The music of Johannes Brahms runs deeply in the Mehta conducting dynasty. Zubin Mehta’s father, Mehli Mehta, once told me, “Brahms is my God.” Indeed, during the Brahms sesquicentennial year of 1983, the senior Mehta led all 11 of the composer’s orchestral works in one spring festival with his American Youth Symphony.
His son has been no less devoted. Zubin Mehta has recorded three sets of the Brahms symphonies, and a fourth one, with the Munich Philharmonic, will come out in the U.S. later this month. And this is not to mention the conductor’s multiple recordings of the composer’s concertos over the decades. Mehta also courageously led a cycle of the symphonies and concertos with the Los Angeles Philharmonic at Walt Disney Concert Hall in December 2018 and January 2019 while still recovering from hip surgery. It was during this run of concerts that the orchestra made him conductor emeritus.
Since then, just about everything Mehta has touched with the LA Phil has turned into musical gold. It wasn’t always this way. Years ago, he could hit the heights of inspiration one night and trail off into indifference the next. Now, at 88, he is one of the truly great conductors of our times.

» **Given entries**

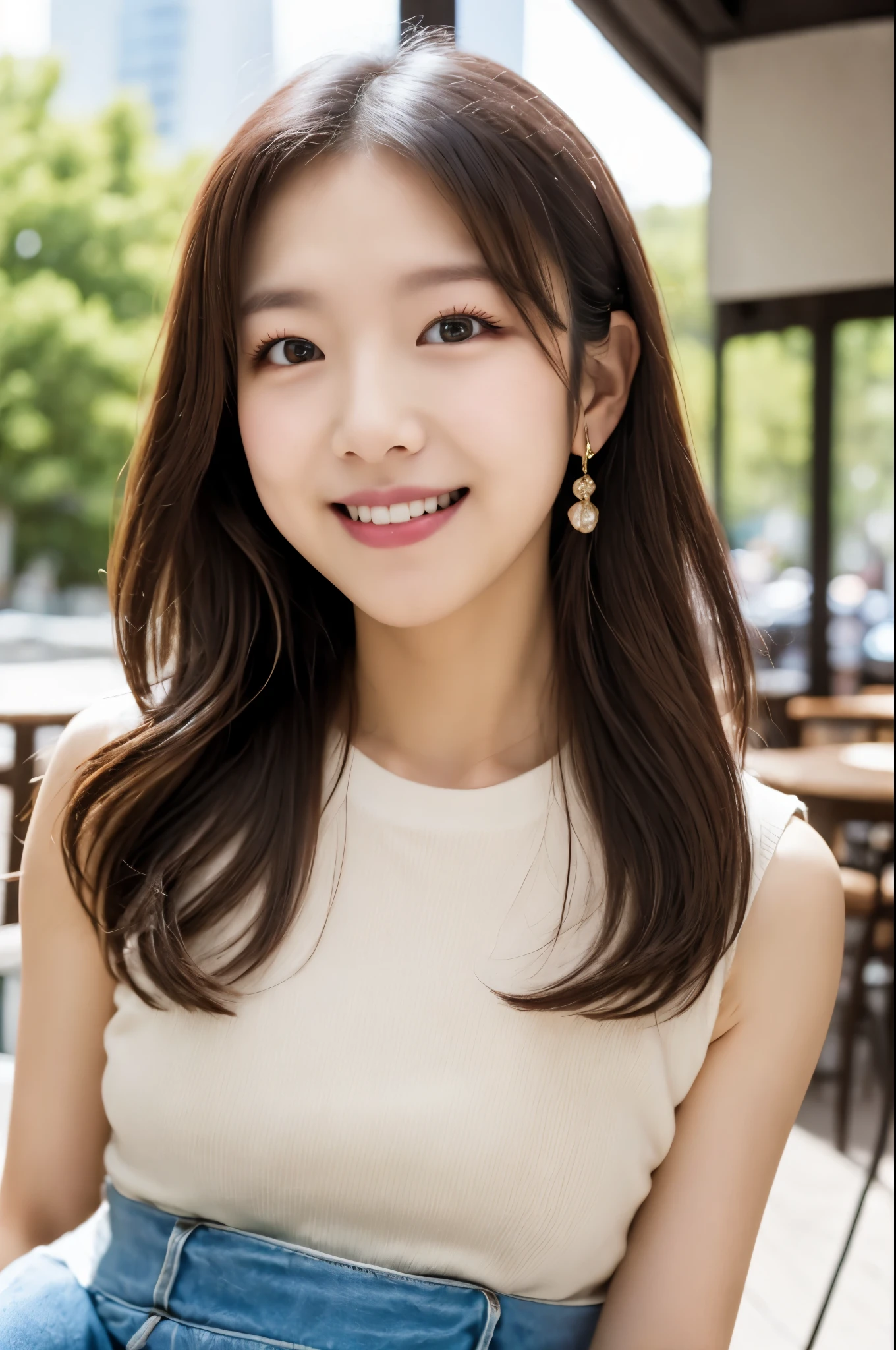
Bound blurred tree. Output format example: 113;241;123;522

==

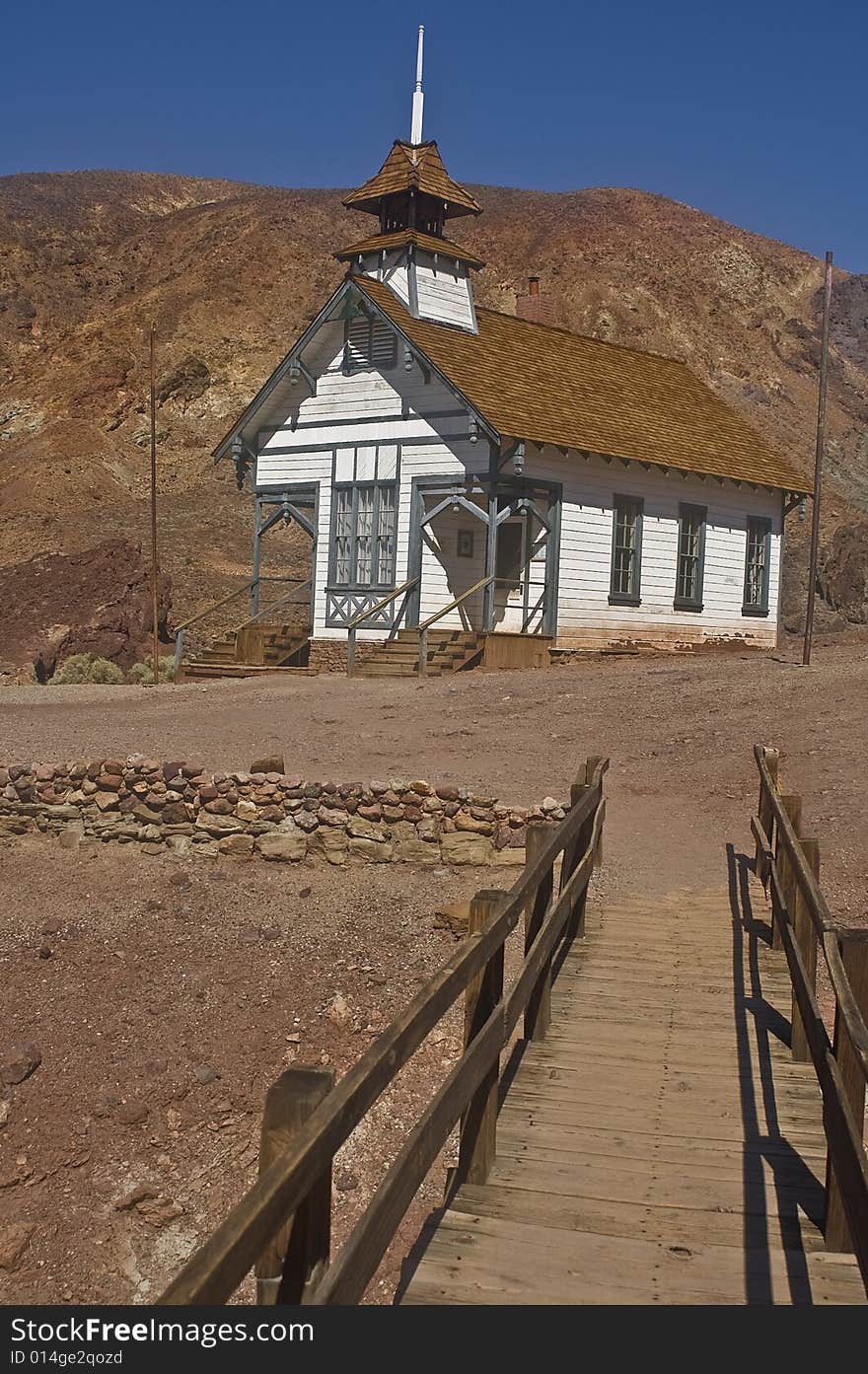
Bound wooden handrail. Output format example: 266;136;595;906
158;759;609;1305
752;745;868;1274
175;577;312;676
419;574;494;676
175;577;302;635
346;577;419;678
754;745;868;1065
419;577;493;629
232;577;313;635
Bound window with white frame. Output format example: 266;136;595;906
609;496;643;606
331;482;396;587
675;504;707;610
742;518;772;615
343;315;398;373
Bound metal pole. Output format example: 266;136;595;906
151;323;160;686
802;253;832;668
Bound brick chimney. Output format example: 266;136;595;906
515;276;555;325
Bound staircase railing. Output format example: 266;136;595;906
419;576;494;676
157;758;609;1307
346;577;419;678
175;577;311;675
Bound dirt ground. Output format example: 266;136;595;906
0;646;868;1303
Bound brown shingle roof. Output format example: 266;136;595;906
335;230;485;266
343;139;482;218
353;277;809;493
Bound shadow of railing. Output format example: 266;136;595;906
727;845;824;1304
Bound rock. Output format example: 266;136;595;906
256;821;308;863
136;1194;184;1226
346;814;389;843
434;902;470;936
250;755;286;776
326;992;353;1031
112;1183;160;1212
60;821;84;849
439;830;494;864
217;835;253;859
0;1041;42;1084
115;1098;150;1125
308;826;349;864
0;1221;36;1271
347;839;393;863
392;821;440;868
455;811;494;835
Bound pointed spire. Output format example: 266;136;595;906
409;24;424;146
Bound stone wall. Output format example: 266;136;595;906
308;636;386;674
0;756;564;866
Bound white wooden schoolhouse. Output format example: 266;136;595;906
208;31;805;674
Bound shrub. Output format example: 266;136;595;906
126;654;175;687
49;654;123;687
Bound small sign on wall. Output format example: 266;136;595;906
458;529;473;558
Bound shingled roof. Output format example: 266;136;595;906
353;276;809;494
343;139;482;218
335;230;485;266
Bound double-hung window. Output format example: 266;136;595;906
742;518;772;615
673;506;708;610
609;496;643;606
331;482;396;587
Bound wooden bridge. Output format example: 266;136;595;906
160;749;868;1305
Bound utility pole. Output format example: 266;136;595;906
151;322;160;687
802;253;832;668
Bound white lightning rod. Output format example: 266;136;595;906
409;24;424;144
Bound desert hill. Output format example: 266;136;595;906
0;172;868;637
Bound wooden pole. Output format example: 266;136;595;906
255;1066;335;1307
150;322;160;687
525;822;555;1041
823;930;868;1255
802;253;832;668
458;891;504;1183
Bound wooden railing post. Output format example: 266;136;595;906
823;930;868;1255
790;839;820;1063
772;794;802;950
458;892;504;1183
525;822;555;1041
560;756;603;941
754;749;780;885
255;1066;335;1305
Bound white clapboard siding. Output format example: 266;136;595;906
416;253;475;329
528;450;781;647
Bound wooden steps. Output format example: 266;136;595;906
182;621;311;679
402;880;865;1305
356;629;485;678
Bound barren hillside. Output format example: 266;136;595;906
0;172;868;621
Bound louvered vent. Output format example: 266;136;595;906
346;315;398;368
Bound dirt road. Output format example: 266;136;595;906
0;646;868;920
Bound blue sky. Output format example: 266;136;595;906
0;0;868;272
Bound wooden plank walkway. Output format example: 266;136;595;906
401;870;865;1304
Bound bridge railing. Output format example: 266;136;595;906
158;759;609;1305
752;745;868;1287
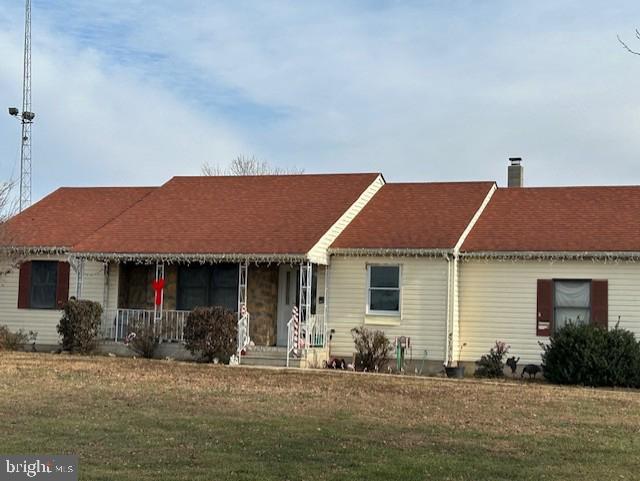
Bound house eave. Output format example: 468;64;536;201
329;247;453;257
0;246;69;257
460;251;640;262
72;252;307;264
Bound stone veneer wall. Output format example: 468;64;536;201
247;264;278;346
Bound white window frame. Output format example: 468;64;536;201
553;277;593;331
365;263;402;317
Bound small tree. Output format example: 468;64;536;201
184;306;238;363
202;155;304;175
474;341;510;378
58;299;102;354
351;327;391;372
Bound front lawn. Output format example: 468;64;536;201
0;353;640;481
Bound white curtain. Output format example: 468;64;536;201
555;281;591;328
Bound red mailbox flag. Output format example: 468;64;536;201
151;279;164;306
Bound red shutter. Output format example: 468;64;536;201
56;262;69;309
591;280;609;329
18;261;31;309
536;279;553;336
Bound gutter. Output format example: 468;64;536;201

» **Try it**
Continue the piece about Zubin Mehta and the music of Brahms from its last sentence.

» **Answer for the task**
For evidence, observe what has become of Mehta’s conception of Brahms’s Symphony No. 2, which he led on Sunday afternoon, Dec. 8, at Disney Hall with his once and current orchestra. This live performance showed mastery compared to his first recording (made with the New York Philharmonic during the first year of his 13-season run as that orchestra’s music director). That recording was a bit of a mess, especially in the work’s coda, where the orchestra slammed through Brahms’s posted stop signs in a pell-mell rush to the finish line.
On Sunday, the tempos in general were slower than before, but not uncomfortably so. The Mehta sound — a grand, thick-around-the-middle, high-calorie blend eminently suited to Brahms — emerged in more polished form, everything now flowing naturally in a manner that, to my ears, recalled the style of conductor Bruno Walter (who was recording with LA Phil musicians around the time that Mehta broke onto the city’s music scene).
The first movement repeat was not observed, but I didn’t miss it. The transition to the development section was smoothly integrated. The fourth-movement finale may have been somewhat slower, but the ensemble still made a vigorous showing with sharper accents — and this time, Mehta nailed those pauses near the end, timing them just right. The patience paid off with a blazing final chorale.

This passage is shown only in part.